Stated problem> Word for word, set down the records and skip each picture.
** START Listed entries **
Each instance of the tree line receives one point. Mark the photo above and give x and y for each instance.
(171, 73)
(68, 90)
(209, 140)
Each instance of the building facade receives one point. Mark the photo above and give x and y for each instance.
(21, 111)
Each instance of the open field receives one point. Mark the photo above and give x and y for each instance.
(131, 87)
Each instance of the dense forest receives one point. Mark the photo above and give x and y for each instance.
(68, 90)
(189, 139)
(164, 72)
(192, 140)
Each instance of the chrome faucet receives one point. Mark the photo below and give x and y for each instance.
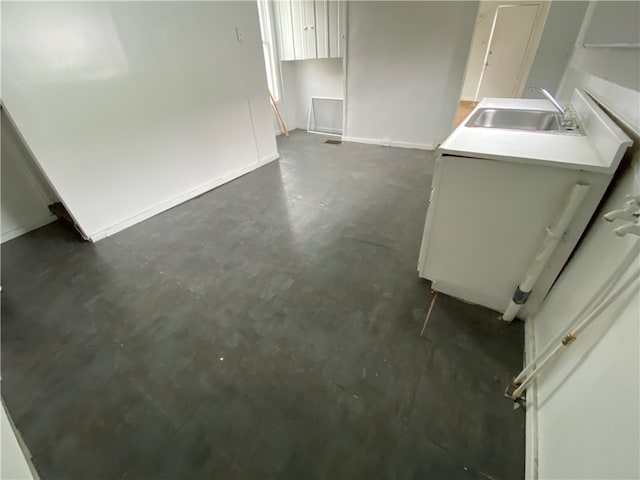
** END Listed entries **
Written solution>
Each instance of the tree line receives one point. Mark the photo above and give x and y for each instance.
(171, 73)
(68, 90)
(209, 140)
Each instance of the building facade receives one point. Mark the photo above and give x and y for each instance.
(21, 111)
Each instance of the open field receives one point. Mark the photo above and give x and y for each instance.
(131, 87)
Each instance of the dense forest receives one point. Mark the photo above and give x and y for each instance.
(68, 90)
(189, 139)
(164, 72)
(192, 140)
Each instance of the chrome faucet receives one point. Mark the photo below and give x and y for each instance.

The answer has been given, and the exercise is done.